▶ What is expected:
In the listing below, reproduce everything from the line containing "Annotation guideline — the target class is trimmed" down to the line containing "11;0;395;53", replacing "smallest" with "tightest" and leaving all else unchanged. Return only those lines.

---------- Provided data ----------

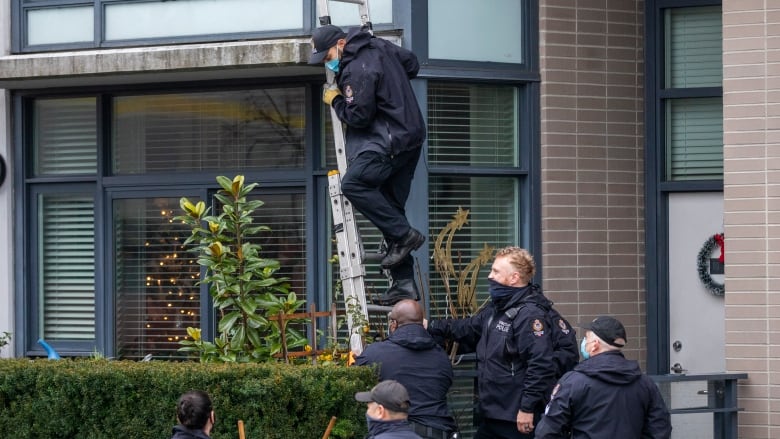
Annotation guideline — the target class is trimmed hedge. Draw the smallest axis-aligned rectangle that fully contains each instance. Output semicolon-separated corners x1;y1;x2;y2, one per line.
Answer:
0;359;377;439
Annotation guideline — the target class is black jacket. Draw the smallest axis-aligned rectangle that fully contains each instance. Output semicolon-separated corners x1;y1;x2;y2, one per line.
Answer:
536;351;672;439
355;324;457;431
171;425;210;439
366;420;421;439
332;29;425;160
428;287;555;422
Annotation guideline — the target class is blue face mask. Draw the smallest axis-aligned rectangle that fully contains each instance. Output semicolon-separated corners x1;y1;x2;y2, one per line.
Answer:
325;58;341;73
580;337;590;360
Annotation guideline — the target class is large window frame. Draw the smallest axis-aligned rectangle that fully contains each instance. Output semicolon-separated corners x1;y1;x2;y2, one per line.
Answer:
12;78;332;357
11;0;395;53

----------
---------- Provided data ----------

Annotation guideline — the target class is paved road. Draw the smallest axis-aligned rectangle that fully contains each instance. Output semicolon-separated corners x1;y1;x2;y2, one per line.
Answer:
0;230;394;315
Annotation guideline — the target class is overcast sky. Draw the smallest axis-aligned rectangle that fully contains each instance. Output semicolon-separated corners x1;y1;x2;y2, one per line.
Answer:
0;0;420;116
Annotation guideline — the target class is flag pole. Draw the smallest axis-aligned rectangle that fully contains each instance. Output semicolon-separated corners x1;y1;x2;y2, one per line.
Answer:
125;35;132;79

----------

▶ Written response:
Annotation guideline — the target class is trimmed hedge. Draw the tightest axis-aligned rectangle that fully contains each instance. Output semicolon-separated corners x1;y1;x2;y2, one per line.
Answer:
0;359;377;439
Annotation guideline — the target class is black jacket. Draw the tightest axis-aligned rectangle that fully contains each instance. Output semicolon-separated corners x1;y1;x2;y2, one per line.
Answer:
536;351;672;439
355;324;457;431
171;425;210;439
366;420;421;439
332;29;425;160
428;287;555;422
Annotation guideline — the target class is blue face mask. Draw the tightest axis-aligned rectangle that fully contains each instance. Output semicolon-separated corners x1;y1;x2;y2, one per line.
Answer:
325;58;341;73
580;337;590;360
Annotation guideline — the target class is large window frame. Draw the tightest axis-aligned rectangle that fully contains each instance. Output semicolon-separated corners x1;y1;x2;y2, one per line.
Answer:
12;78;332;357
11;0;395;53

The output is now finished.